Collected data
===============

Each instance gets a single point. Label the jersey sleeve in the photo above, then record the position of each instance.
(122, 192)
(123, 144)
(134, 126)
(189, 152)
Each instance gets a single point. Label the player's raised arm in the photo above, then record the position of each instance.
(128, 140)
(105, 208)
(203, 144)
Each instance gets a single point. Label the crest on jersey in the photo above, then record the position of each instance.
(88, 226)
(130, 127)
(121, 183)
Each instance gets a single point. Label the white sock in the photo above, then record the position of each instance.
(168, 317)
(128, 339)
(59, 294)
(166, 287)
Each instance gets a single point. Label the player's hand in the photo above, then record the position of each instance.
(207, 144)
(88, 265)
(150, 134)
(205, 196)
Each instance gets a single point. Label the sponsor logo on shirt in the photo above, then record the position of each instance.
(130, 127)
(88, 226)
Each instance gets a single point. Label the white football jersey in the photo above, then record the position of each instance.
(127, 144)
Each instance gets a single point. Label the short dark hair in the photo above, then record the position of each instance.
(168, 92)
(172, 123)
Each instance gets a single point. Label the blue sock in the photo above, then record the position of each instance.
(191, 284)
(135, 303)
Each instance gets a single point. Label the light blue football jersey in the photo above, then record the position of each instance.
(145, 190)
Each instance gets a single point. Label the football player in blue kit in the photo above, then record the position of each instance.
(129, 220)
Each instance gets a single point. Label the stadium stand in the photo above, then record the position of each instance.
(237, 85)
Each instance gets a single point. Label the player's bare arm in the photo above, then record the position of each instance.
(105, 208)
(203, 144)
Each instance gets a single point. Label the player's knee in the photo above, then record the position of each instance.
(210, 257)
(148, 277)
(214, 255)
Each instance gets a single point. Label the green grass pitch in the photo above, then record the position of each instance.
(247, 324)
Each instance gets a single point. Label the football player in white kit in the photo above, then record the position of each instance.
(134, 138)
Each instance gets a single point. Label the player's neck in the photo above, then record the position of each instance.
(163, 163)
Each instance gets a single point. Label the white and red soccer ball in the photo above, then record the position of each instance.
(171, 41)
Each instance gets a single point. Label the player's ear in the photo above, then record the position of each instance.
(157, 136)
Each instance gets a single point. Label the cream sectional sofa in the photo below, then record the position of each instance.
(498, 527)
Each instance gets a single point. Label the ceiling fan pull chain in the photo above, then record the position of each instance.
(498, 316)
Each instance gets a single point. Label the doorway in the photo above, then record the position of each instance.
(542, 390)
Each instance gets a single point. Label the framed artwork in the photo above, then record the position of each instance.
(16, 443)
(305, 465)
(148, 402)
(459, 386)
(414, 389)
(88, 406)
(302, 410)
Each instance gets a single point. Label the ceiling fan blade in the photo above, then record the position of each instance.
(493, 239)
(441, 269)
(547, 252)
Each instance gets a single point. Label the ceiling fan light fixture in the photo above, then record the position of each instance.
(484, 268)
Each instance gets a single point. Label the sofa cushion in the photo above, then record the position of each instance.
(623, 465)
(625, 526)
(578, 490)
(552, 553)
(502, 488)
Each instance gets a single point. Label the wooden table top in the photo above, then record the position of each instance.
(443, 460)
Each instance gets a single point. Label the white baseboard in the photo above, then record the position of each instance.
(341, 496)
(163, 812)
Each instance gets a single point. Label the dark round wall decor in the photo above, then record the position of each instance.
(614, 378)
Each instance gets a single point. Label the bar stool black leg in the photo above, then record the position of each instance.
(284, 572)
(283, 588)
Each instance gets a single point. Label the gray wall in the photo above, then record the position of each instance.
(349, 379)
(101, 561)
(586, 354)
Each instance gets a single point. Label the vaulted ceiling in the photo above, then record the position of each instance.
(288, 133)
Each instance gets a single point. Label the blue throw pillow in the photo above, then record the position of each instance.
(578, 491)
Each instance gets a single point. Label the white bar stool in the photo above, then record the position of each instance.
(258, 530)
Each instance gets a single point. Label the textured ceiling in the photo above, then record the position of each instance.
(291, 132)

===============

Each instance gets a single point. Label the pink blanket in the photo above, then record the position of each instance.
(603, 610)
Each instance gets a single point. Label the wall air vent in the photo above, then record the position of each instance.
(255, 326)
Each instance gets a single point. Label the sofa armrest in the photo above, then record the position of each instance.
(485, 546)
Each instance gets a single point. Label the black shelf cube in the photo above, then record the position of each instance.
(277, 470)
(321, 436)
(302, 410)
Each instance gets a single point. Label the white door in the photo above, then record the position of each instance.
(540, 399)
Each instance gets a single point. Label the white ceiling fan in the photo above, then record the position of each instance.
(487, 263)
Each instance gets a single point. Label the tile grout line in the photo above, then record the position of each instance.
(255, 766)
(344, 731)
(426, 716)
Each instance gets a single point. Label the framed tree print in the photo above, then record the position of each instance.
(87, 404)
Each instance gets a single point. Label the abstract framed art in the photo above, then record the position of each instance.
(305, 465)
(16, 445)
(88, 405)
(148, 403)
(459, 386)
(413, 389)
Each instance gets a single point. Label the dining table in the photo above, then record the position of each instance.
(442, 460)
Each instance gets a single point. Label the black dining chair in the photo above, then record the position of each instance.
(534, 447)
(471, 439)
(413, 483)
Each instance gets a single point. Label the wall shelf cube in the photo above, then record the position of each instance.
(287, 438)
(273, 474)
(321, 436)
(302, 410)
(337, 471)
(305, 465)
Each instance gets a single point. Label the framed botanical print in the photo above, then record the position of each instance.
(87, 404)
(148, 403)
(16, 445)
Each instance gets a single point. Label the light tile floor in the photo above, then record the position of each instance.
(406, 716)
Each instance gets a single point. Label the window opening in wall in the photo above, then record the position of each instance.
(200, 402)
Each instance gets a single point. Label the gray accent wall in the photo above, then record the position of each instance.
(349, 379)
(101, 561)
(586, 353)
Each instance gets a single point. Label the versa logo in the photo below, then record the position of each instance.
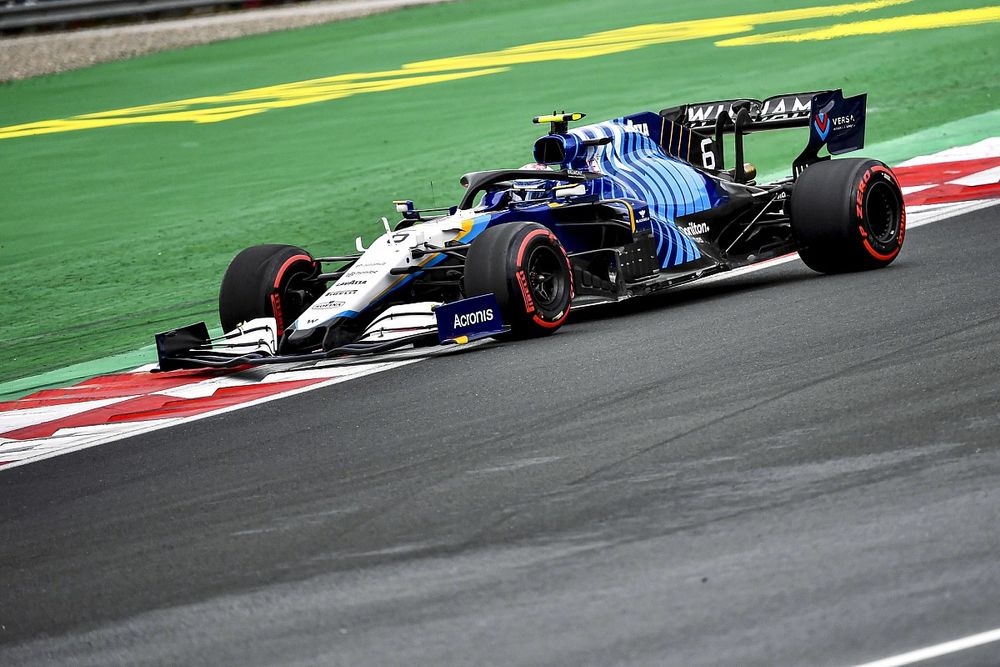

===============

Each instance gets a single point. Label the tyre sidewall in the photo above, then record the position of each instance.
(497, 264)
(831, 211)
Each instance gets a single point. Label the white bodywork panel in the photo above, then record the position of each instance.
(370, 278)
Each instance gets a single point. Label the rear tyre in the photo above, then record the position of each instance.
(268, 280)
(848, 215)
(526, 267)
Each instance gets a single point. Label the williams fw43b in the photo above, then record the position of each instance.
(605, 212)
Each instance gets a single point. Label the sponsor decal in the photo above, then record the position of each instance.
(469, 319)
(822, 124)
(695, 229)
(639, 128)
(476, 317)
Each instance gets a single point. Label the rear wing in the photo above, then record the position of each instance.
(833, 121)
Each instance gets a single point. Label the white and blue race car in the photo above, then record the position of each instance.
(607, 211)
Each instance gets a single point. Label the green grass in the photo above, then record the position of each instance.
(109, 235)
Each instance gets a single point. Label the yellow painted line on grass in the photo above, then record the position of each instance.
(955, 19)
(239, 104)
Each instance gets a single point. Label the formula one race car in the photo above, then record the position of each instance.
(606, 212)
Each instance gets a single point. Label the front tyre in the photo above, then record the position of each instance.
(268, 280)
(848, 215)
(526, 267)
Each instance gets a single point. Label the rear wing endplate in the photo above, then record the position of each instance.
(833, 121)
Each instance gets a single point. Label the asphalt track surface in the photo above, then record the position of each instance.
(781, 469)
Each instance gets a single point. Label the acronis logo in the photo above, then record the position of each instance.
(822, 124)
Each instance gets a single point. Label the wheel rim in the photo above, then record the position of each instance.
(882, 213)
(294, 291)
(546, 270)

===============

Aim of the task - Change every "single point" to "one point" in the data, starting with the line that contains "Each instance gets a single point. Label the wall shelf" and going on through the line that contains "Each instance gets a single point. Label the versa". Give back only those lines, with everything else in them left as it is.

Completed exercise -
Each instance gets a one point. Label the wall shelf cube in the photo above, then record the position of each instance.
(287, 438)
(273, 474)
(321, 436)
(302, 410)
(337, 471)
(305, 465)
Each instance gets a one point. Label the framed botanical print in the photo above, then record the position of each instance.
(87, 404)
(148, 403)
(16, 445)
Each instance gets a one point. Label the light tile floor in the photo above, then record the position of each instance.
(406, 716)
Each instance gets a one point. Label the window opening in wall in the photo above, then record the position of each instance.
(200, 402)
Each instance gets a one point. Label the gray accent wall in the photo above, then record the position of each instance.
(349, 379)
(101, 561)
(586, 353)
Each instance gets a one point. Label the versa logo in the photo below, then record the position of each instance.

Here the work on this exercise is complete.